● **YOUR TASK**
Every line below needs to be returned exactly as written.
--- INFORMATION GIVEN Enclosed Below ---
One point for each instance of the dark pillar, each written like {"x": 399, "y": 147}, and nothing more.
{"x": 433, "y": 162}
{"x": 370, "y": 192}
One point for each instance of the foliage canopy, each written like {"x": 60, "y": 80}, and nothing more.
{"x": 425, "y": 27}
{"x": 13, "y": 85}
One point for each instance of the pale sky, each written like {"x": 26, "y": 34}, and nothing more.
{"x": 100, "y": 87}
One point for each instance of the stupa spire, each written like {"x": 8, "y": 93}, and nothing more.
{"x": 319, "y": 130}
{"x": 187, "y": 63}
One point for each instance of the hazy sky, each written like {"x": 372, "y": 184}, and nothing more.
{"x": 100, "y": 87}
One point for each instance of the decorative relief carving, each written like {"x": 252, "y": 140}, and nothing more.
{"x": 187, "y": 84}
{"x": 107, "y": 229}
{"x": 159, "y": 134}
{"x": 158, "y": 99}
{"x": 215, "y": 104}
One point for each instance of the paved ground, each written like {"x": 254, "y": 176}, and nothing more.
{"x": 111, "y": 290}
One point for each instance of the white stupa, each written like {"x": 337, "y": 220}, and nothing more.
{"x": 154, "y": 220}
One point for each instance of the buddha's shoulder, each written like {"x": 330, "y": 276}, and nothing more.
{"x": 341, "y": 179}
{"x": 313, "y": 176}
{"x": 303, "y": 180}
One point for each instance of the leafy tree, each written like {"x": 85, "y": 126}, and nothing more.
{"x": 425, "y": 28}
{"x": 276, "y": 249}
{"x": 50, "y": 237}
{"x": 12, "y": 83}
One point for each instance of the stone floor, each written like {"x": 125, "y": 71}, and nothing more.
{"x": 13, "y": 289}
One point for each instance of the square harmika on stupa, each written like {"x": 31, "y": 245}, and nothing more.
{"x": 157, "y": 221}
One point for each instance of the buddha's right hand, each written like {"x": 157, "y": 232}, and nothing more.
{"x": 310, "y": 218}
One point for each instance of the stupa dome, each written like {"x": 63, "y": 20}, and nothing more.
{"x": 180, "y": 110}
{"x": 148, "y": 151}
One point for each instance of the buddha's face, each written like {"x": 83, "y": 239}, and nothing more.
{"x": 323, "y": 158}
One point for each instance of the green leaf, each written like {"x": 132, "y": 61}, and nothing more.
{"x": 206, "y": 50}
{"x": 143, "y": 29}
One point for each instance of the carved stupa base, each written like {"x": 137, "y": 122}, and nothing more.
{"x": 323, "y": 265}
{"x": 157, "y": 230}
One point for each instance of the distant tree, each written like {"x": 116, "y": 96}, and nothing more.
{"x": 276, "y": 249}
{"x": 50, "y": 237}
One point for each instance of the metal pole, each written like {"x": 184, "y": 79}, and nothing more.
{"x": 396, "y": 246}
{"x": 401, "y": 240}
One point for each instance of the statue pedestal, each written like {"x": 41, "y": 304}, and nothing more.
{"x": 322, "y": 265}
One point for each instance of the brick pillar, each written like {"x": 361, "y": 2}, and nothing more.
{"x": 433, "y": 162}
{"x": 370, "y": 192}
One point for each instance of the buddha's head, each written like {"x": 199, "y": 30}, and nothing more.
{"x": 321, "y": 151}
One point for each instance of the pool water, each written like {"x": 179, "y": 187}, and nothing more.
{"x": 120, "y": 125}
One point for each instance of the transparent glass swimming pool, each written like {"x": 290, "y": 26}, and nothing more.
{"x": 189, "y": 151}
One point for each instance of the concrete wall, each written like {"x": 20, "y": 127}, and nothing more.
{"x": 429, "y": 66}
--- End of Enclosed INFORMATION GIVEN ---
● **RESULT OF THIS TASK**
One point for each instance of the dark pillar, each written like {"x": 399, "y": 147}, and nothing more.
{"x": 433, "y": 162}
{"x": 370, "y": 192}
One point for each instance of the foliage canopy, each written like {"x": 60, "y": 80}, and nothing more.
{"x": 425, "y": 27}
{"x": 13, "y": 85}
One point for each instance of the pale sky, each written like {"x": 26, "y": 34}, and nothing more.
{"x": 100, "y": 87}
One point for each instance of the stupa spire, each written like {"x": 8, "y": 93}, and nothing more.
{"x": 319, "y": 130}
{"x": 187, "y": 63}
One point for each instance of the hazy sky, each written like {"x": 372, "y": 184}, and nothing more.
{"x": 100, "y": 87}
One point for each instance of the decorative relief carving, each written like {"x": 252, "y": 140}, and nothing more.
{"x": 187, "y": 84}
{"x": 107, "y": 229}
{"x": 159, "y": 134}
{"x": 158, "y": 99}
{"x": 215, "y": 104}
One point for each instance of the paved ground, each written like {"x": 254, "y": 176}, and nothing more.
{"x": 111, "y": 290}
One point for each instance of the white stupa, each written like {"x": 337, "y": 220}, and nothing more.
{"x": 154, "y": 220}
One point for each instance of the buddha's shoulder, each written like {"x": 330, "y": 276}, and nothing more.
{"x": 341, "y": 179}
{"x": 313, "y": 176}
{"x": 303, "y": 180}
One point for each instance of the leafy tree, each written like {"x": 85, "y": 126}, and nothing more.
{"x": 425, "y": 28}
{"x": 276, "y": 249}
{"x": 50, "y": 237}
{"x": 12, "y": 83}
One point for each instance of the stone floor, each written like {"x": 125, "y": 71}, and nothing more.
{"x": 13, "y": 289}
One point for each instance of the square harmika on stupa, each written like {"x": 31, "y": 245}, and nothing more.
{"x": 157, "y": 221}
One point for each instance of the buddha's right hand, each written like {"x": 157, "y": 232}, and nothing more.
{"x": 310, "y": 218}
One point for each instance of the stupa dome, each written like {"x": 63, "y": 20}, and nothing more.
{"x": 180, "y": 110}
{"x": 148, "y": 151}
One point for each instance of the buddha's face, each written like {"x": 83, "y": 239}, and nothing more.
{"x": 323, "y": 158}
One point for each instance of the green leaf, each written like {"x": 132, "y": 61}, and nothing more.
{"x": 206, "y": 50}
{"x": 143, "y": 29}
One point for each instance of the carved stupa base, each written like {"x": 137, "y": 122}, and nothing more.
{"x": 323, "y": 265}
{"x": 157, "y": 230}
One point for each instance of the distant tree, each written like {"x": 116, "y": 96}, and nothing more.
{"x": 276, "y": 249}
{"x": 50, "y": 237}
One point for each instance of the metal pole, each written like {"x": 184, "y": 79}, and nothing more.
{"x": 396, "y": 246}
{"x": 401, "y": 240}
One point for each instance of the statue pedestal, each written like {"x": 41, "y": 304}, and nothing more.
{"x": 322, "y": 265}
One point for each instance of the brick pillar, each written like {"x": 361, "y": 2}, and nothing more.
{"x": 433, "y": 162}
{"x": 370, "y": 192}
One point for each instance of the buddha's head, each written like {"x": 199, "y": 30}, and nothing more.
{"x": 321, "y": 151}
One point for each instance of the pool water, each written like {"x": 179, "y": 187}, and nothing more.
{"x": 120, "y": 125}
One point for each instance of the transparent glass swimming pool, each written like {"x": 290, "y": 26}, and nothing more.
{"x": 189, "y": 151}
One point for each instance of the concrete wall, each written like {"x": 20, "y": 127}, and nothing more.
{"x": 429, "y": 66}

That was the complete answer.